## EXTRACTED TEXT
At the end of the story, Mataichi experiences a change of heart: “Having once fainted from shock and then recovered, Mataichi had entered a clear-headed trance. He remembered nothing and thought of nothing, but beheld the beauty of nature as it was, transforming into ecstasy itself” (52). Here is when the author's Buddhist influences become apparent. Mataichi's trance is amazingly similar to meditation, a common Buddhist practice to empty the mind and enter a state of complete tranquility. As Mataichi meditates and reflects upon his life, “Mataichi’s desire was gradually overcome, sucked out of him and scattered by sheer fascination” (53). Mataichi frees himself and makes spiritual progress when he abandons his worldly desires. By the end of the story, Mataichi becomes free of his existential suffering and is at peace with the world.

===Obsessions===
Another central theme of the short story is obsession. Mataichi is driven by his obsessions: his obsession for the beautiful girl Masako and his obsession to create the perfect goldfish. These obsessions nearly drive Mataichi to ruin; by the end of the story, Mataichi appears older than his years.
“He was not yet thirty, but his body and mannerisms were those of someone already ravaged by age.”

===Human manipulation of nature===
Throughout the story, Mataichi attempts to create the perfect goldfish by genetically engineering goldfish and breeding different varieties of goldfish together. He is unsuccessful in his attempts of human manipulation of nature and the resulting goldfish are tossed into a small pond. Eventually, Mataichi visits the small pond to discover that nature has created what humans could not: the ideal goldfish.

==Main scenes and events==
Pivotal childhood encounter: After numerous encounters with Mataichi's incessant teasing, Masako finally retaliates. To Mataichi, the girl who lives on the hill has started to bloom into a woman.

Sponsorship: Teizō sponsors Mataichi's secondary vocational education at a school in the Kansai region. At school, Mataichi is praised as an artist and he remains away from home for four years.

Correspondence between Tokyo and Kansai: Masako writes to Mataichi that she is pregnant and set to marry a man that Mataichi has never met. In the same letter she mentions that she is more interested in the goldfish he will create than her future child. Soon after, Teizō informs Mataichi that he is experiencing financial hardship and prefers that Mataichi stop treating his work scholarly and instead focus of the goldfish enterprise. Mataichi becomes more determined to succeed in creating the perfect goldfish. He knows that he and Masako will never be together.

Return to Tokyo: Teizō calls Mataichi back to Tokyo due to financial hardship and Mataichi does not complete his degree. He returns to his decrepit fishponds, which were damaged in the Great Kanto earthquake. Without Masako in his life, he devotes himself entirely to goldfish.

Point-per-instance localization data
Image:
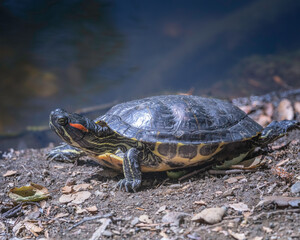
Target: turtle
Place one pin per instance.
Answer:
(162, 133)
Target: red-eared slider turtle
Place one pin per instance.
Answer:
(162, 133)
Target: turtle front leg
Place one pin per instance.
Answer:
(132, 171)
(65, 153)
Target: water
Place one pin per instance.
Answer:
(75, 54)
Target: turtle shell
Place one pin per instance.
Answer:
(181, 119)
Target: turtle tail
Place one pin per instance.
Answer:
(277, 129)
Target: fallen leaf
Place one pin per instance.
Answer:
(92, 209)
(80, 197)
(161, 209)
(264, 120)
(233, 179)
(98, 233)
(9, 173)
(210, 215)
(241, 207)
(83, 186)
(281, 201)
(267, 230)
(176, 174)
(201, 202)
(145, 219)
(33, 192)
(60, 215)
(67, 189)
(34, 229)
(79, 210)
(76, 198)
(251, 163)
(257, 238)
(66, 198)
(238, 236)
(18, 227)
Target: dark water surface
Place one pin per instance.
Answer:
(74, 53)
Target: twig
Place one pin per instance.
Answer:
(274, 212)
(12, 212)
(231, 171)
(90, 219)
(194, 173)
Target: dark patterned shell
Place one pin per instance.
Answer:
(180, 118)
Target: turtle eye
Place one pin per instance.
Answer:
(63, 121)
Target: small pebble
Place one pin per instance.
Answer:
(285, 110)
(296, 187)
(134, 221)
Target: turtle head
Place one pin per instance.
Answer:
(75, 129)
(278, 129)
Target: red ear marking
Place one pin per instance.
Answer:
(79, 126)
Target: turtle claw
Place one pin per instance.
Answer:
(128, 184)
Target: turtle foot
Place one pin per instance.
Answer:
(129, 184)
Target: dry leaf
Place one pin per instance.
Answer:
(297, 107)
(60, 215)
(201, 202)
(67, 189)
(34, 192)
(34, 229)
(210, 215)
(233, 179)
(264, 120)
(9, 173)
(217, 229)
(145, 219)
(92, 209)
(268, 230)
(79, 210)
(83, 186)
(247, 108)
(80, 197)
(241, 207)
(66, 198)
(251, 163)
(282, 162)
(281, 201)
(161, 209)
(238, 236)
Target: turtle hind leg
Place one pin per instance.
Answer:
(65, 153)
(278, 129)
(132, 171)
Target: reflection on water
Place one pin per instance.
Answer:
(74, 54)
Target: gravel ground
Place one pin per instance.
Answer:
(163, 208)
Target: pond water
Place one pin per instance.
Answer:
(75, 54)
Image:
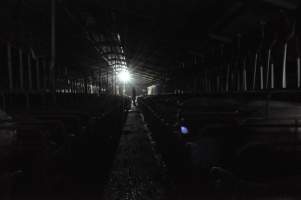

## TO DO
1. List the labels given to the scenes in the main scenes and events section of the article about Mataichi.
2. In the article about Mataichi, how many years does he stay away from home while at school?
Rely on the text by itself when answering.

## EXERCISE SOLUTIONS
1.
Pivotal childhood encounter
Sponsorship
Correspondence between Tokyo and Kansai
Return to Tokyo

2. Four years.